+++ Dataset rows +++

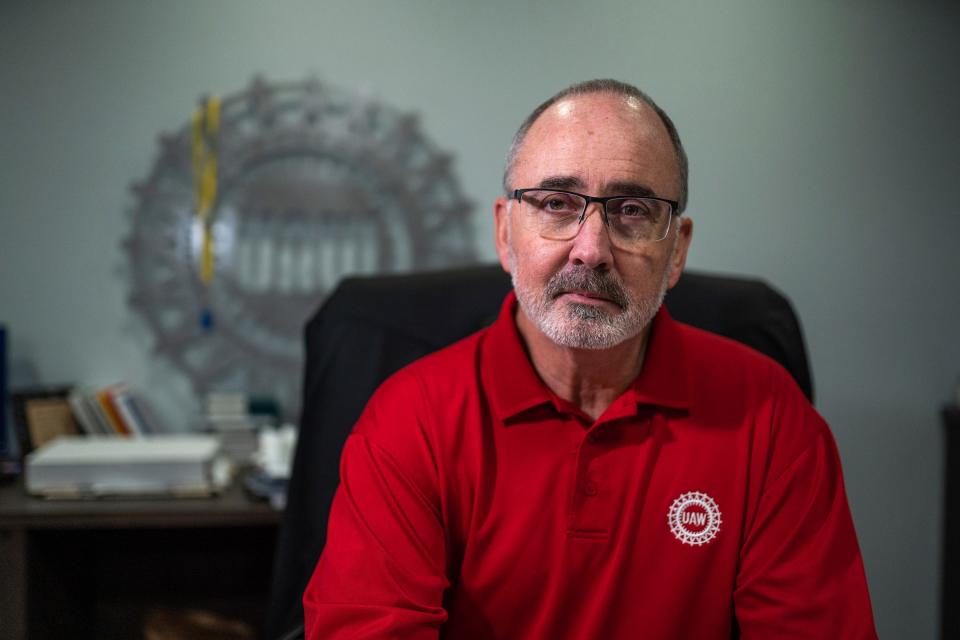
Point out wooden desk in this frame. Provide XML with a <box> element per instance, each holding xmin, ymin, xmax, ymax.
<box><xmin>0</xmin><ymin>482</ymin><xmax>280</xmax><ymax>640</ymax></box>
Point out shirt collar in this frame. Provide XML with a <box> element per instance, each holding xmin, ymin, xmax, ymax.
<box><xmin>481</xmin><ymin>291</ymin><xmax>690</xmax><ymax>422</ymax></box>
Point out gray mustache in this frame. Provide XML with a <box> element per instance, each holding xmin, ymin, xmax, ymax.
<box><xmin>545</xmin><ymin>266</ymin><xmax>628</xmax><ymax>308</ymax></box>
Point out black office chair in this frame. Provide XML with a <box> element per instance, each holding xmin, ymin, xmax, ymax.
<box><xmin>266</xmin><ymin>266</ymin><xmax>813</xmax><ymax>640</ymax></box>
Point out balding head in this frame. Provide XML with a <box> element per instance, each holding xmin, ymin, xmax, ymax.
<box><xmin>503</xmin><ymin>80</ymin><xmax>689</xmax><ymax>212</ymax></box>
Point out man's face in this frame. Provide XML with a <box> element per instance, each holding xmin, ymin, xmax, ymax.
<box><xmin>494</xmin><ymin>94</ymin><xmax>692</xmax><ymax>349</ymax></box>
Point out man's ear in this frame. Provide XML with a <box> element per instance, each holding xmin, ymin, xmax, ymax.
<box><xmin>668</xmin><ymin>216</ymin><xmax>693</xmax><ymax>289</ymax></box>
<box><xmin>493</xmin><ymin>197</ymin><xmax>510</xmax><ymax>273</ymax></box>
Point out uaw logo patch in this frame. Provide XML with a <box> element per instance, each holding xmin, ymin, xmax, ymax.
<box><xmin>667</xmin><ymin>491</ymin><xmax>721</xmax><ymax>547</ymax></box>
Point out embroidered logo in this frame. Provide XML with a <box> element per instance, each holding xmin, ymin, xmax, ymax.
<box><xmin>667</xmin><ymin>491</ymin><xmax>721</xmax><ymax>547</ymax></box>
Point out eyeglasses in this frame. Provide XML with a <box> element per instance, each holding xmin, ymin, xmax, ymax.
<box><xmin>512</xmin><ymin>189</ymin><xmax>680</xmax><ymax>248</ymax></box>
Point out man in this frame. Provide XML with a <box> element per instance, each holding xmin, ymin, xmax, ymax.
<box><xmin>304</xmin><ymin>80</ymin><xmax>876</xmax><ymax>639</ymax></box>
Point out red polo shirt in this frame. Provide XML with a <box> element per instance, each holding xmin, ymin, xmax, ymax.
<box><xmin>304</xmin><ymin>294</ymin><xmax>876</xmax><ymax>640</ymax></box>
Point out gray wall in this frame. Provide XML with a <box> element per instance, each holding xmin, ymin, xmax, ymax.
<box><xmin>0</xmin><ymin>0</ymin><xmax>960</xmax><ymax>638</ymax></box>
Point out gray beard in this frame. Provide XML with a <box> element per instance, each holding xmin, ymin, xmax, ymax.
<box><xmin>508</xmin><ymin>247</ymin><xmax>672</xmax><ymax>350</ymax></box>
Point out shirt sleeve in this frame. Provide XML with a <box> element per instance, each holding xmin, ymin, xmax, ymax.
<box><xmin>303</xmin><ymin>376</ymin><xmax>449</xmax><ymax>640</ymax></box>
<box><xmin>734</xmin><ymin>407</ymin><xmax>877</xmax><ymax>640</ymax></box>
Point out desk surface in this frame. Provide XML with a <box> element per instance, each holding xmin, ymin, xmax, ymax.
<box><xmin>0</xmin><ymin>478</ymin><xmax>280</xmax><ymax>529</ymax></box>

+++
+++ Dataset rows +++

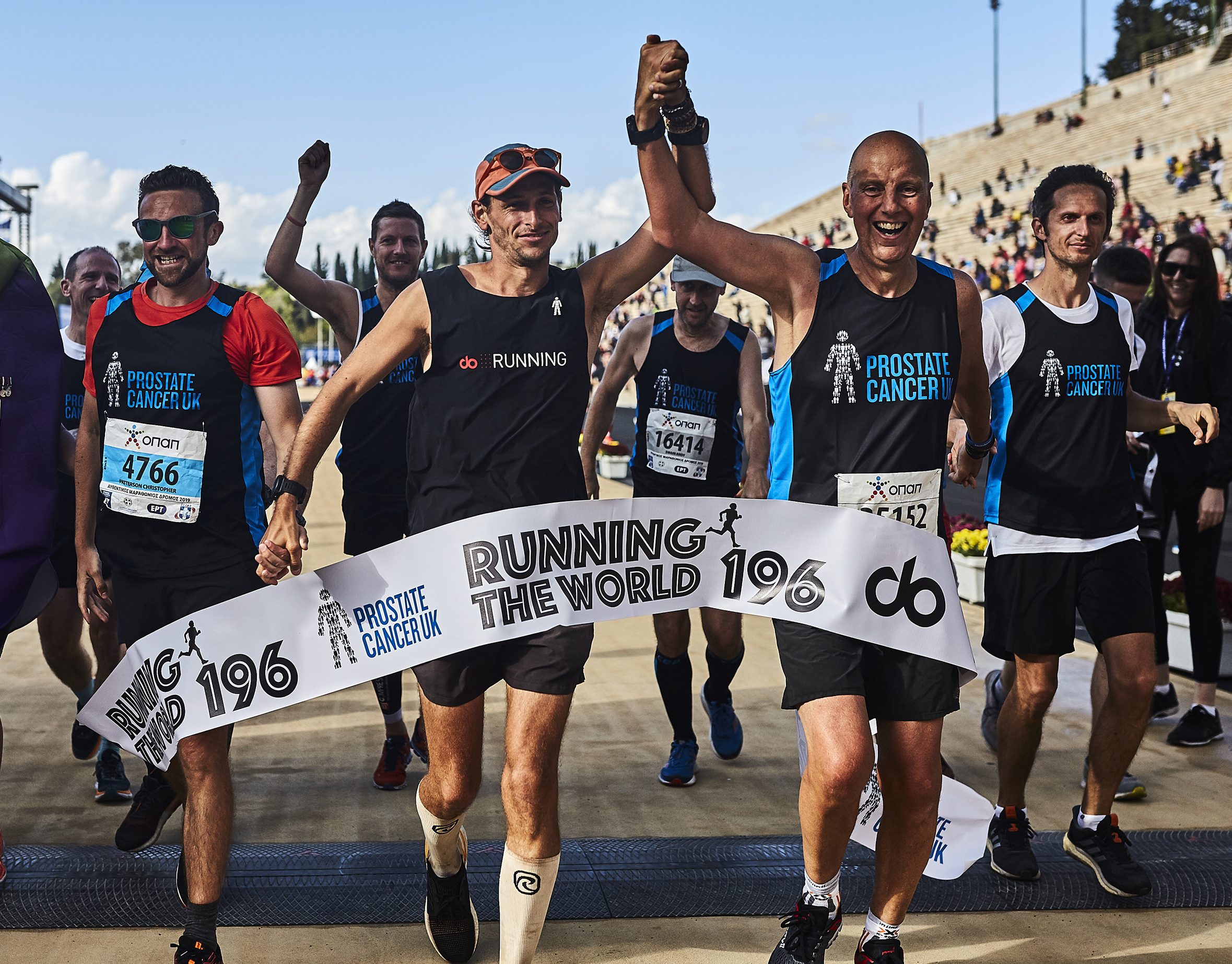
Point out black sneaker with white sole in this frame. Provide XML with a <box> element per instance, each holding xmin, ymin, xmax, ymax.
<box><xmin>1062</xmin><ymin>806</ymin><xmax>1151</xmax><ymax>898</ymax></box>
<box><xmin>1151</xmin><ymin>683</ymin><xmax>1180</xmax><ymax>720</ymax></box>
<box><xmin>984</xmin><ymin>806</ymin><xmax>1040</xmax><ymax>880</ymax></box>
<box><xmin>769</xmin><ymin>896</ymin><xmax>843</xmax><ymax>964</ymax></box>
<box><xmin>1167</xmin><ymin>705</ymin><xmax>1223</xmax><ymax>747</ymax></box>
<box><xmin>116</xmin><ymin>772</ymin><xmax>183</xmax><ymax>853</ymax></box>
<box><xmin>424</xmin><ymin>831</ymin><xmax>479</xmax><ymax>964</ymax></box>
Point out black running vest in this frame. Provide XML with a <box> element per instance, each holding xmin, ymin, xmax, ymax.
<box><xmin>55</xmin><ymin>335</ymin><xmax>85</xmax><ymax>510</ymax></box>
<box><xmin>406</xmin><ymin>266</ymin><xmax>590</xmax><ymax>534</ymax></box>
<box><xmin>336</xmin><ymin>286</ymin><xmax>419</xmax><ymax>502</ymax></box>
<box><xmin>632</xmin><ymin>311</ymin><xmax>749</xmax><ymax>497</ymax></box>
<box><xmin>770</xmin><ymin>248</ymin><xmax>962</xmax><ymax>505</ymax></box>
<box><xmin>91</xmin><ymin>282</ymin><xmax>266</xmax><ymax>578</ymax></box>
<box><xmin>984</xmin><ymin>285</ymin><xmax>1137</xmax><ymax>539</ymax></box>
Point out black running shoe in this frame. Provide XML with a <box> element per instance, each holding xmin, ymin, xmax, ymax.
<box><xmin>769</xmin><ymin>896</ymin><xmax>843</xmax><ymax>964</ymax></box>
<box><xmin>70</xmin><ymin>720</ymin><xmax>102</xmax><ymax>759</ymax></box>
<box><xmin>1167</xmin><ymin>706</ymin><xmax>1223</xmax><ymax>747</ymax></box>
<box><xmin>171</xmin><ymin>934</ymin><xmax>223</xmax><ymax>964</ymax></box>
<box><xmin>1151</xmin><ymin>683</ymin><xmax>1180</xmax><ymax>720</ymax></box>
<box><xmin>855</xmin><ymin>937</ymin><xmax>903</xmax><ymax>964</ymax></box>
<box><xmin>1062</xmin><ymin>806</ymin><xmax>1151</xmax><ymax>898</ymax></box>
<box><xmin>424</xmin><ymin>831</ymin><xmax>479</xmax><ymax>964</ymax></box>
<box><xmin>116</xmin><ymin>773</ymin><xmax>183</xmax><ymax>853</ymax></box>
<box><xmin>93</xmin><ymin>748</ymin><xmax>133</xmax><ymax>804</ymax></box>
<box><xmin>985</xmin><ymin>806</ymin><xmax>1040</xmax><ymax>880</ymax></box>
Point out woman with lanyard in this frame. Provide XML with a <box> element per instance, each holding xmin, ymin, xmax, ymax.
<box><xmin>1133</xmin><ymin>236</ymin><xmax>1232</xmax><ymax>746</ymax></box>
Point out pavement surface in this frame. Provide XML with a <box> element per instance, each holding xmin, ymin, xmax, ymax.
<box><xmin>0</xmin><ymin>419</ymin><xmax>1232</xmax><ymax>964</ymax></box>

+++

● Instructions to follow
Locate each line in the items above that contains the word "running", and copy every such line in full.

● Task result
Point out black running vest in this frame. Provide XML with a <box> element per instance, each holding xmin, ymin, xmax, ymax.
Point out black running shoe in this frame. Provide XML with a <box> element per instance, each holding xmin, ymin, xmax, ymax.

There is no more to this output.